Teks Hasil Ekstraksi:

== == ==

GAJI KULI UPAH PUISI
Kalau anda anti menerbitkan buku secara sosial, pasti rujukan anda komersil, supaya dapat royalti.
Sebut saja anda dapat royalti 10 juta, itupun ditransfer 3-5x. Misalnya. Atau kalau beruntung ya sekaligus. Itupun anda penulis eklusif, tidak seproduktif penulis untuk karya tulis jenis lain.
Tentu jadi lebih besar upah buruh, 2 -3 juta tiap bulan bisa selama 5-10 tahun. Atau seumur hidup. Bahkan bisa lebih besar pendapatan PKL.
Tapi, kalau jalan fikiranku ...... tetap saja bangga jadi penulis, komersil atau sosial. Tapi kalau begitu kenyataannya, tentu lebih nyaman sambil jadi buruh atau jadi PKL. Ketahuan. Atau sambil jadi konglomerat. Atau gubernur.
Tetapi yang pasti unik, setiap kali dapat uang, aku pasti akan merasa itu uang seorang penulis saja. Penyair, haha. Ya ya. Begitulah. Darimanapun datangnya. Meskipun itu gajiku sebagai seorang mentri atau pelayan toko. Asal bukan hasil korupsi atau mencuri. Begitulah yang terjadi pada banyak penyair di dunia.

== == ==

Data Terkumpul:
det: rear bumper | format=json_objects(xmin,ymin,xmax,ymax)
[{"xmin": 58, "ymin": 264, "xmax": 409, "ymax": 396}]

== == ==

Petunjuk Tugas: Salin ulang seluruh bagian teks hasil ekstraksi mulai dari "Tentu jadi lebih" sampai "konglomerat. Atau gubernur.", lalu ganti setiap "PKL" dengan "pedagang kaki lima". Kerjakan dengan berpegang pada teks hasil ekstraksi saja, bukan pada baris data.

Jawaban Benar:
Tentu jadi lebih besar upah buruh, 2 -3 juta tiap bulan bisa selama 5-10 tahun. Atau seumur hidup. Bahkan bisa lebih besar pendapatan pedagang kaki lima.
Tapi, kalau jalan fikiranku ...... tetap saja bangga jadi penulis, komersil atau sosial. Tapi kalau begitu kenyataannya, tentu lebih nyaman sambil jadi buruh atau jadi pedagang kaki lima. Ketahuan. Atau sambil jadi konglomerat. Atau gubernur.